Fail to do variant calling

PanZiwei commented 3 years ago

Hi, I have several issues when doing the variant calling and would really appreciate it if you can help:

I am trying to install your packages but got the error when install parallel package with pip3 install parallel/pip install parallel/pip install parallel==0.2.5

Here is the error information:

\Collecting parallel==0.2.5
  Using cached parallel-0.2.5.tar.gz (57 kB)
    ERROR: Command errored out with exit status 1:
     command: /projects/li-lab/Ziwei/Anaconda3/envs/NanoCaller/bin/python -c 'import sys, setuptools, tokenize; sys.argv[0] = '"'"'/tmp/pip-install-2t3yafw8/parallel_3f9d07c107ca42d2bba5ddd63ac5efed/setup.py'"'"'; __file__='"'"'/tmp/pip-install-2t3yafw8/parallel_3f9d07c107ca42d2bba5ddd63ac5efed/setup.py'"'"';f=getattr(tokenize, '"'"'open'"'"', open)(__file__);code=f.read().replace('"'"'\r\n'"'"', '"'"'\n'"'"');f.close();exec(compile(code, __file__, '"'"'exec'"'"'))' egg_info --egg-base /tmp/pip-pip-egg-info-md6zu29q
         cwd: /tmp/pip-install-2t3yafw8/parallel_3f9d07c107ca42d2bba5ddd63ac5efed/
    Complete output (8 lines):
    Traceback (most recent call last):
      File "<string>", line 1, in <module>
      File "/tmp/pip-install-2t3yafw8/parallel_3f9d07c107ca42d2bba5ddd63ac5efed/setup.py", line 5, in <module>
        import pprocess
      File "/tmp/pip-install-2t3yafw8/parallel_3f9d07c107ca42d2bba5ddd63ac5efed/pprocess.py", line 255
        raise AcknowledgementError, obj
                                  ^
    SyntaxError: invalid syntax
    ----------------------------------------
WARNING: Discarding https://files.pythonhosted.org/packages/31/5b/66966fb4d103191b7cbc92730db6a335986fbdb3d9f55cbb54b7ba87e9d4/parallel-0.2.5.tar.gz#sha256=2c9f08dac392859c83e43c9f0e38fb4b4e1516b54cdd5fda8da20a3cf5f75498 (from https://pypi.org/simple/parallel/). Command errored out with exit status 1: python setup.py egg_info Check the logs for full command output.

- [DATA]
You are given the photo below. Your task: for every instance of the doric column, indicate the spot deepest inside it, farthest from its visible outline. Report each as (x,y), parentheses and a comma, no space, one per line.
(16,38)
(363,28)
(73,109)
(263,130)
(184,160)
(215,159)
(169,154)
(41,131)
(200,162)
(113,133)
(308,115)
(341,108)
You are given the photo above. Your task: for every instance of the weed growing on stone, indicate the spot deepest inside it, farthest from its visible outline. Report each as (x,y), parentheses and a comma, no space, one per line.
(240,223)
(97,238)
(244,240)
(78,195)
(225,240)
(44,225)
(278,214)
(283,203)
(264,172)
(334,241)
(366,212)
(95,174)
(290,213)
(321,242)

--

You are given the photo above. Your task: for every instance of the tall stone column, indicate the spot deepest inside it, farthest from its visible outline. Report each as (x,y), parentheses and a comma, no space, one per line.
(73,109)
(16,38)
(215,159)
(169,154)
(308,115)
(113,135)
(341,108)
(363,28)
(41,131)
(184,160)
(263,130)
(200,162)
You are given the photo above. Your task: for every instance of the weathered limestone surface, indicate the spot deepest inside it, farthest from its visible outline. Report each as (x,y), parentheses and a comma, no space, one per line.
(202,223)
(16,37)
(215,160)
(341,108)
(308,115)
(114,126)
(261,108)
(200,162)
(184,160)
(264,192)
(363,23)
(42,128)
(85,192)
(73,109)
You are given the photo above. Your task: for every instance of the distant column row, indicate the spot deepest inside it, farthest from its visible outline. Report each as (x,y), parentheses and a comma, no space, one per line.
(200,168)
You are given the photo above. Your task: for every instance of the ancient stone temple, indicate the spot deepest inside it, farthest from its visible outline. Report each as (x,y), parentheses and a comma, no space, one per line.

- [PROBLEM STATEMENT] In the forum thread above, what error does the traceback end with?

- [RESULT OF THIS TASK] SyntaxError: invalid syntax